▶ PROBLEM DETAILS: Please report every line of the records that contains the word "teeth", copying each such line in full.
+++ INPUT DATA
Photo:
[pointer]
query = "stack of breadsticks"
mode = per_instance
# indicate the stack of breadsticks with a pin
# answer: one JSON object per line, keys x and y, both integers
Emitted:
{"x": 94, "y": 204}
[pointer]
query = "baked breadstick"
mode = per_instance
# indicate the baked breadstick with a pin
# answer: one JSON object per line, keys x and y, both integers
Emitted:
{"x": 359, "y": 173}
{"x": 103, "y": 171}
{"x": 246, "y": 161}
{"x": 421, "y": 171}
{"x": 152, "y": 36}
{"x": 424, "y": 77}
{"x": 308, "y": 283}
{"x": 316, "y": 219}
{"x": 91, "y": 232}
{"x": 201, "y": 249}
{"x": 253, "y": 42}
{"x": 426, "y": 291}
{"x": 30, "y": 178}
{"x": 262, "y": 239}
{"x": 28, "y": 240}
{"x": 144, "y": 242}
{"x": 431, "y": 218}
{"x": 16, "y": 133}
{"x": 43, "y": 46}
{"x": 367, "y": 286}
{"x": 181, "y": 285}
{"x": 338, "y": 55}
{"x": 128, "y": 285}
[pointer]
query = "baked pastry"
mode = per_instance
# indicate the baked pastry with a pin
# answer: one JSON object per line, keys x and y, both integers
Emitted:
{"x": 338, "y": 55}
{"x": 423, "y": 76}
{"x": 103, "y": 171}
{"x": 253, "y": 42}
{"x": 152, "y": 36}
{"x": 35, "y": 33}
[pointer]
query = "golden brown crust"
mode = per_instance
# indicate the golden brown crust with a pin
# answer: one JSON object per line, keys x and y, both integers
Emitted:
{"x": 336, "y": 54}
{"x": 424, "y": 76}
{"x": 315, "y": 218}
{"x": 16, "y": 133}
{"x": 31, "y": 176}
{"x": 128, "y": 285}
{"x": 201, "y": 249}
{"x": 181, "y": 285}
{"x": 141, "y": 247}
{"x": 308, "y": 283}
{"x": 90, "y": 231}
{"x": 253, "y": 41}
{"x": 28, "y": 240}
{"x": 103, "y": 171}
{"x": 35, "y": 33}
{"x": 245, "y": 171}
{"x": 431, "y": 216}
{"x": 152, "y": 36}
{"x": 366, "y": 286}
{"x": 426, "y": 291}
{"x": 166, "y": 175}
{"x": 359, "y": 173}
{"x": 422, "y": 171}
++++++
+++ INPUT DATA
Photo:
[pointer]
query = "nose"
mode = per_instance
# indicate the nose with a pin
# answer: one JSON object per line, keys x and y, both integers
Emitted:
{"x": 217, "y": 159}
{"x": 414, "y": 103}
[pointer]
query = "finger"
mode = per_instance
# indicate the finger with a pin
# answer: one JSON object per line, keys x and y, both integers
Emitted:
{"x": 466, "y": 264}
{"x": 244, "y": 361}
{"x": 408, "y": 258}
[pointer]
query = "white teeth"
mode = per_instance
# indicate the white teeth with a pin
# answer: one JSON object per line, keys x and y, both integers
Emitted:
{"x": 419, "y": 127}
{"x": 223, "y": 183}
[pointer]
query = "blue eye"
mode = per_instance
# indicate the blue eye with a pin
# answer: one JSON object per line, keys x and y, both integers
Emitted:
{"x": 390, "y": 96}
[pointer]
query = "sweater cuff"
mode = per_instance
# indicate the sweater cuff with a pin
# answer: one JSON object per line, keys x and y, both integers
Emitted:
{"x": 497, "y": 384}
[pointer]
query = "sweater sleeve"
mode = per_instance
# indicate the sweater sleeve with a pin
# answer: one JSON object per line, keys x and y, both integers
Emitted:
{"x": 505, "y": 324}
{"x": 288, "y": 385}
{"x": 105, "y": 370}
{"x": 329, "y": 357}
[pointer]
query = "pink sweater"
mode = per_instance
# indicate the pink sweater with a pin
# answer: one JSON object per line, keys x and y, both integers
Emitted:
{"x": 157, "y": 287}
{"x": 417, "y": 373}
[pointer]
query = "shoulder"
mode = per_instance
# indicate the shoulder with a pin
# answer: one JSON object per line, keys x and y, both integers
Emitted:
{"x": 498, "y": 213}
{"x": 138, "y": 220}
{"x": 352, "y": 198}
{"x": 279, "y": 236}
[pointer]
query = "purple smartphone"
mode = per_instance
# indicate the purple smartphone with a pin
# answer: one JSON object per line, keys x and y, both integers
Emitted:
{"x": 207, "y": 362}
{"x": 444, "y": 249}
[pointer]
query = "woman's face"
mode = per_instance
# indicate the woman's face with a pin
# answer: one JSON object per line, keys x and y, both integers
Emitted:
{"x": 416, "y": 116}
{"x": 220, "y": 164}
++++++
+++ INPUT DATA
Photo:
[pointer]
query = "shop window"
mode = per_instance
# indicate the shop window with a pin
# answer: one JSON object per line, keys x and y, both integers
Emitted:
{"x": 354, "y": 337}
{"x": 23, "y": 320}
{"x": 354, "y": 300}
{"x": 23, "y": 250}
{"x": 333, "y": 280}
++++++
▶ EXERCISE SOLUTION:
query = "white teeth"
# indicate the white teeth with a pin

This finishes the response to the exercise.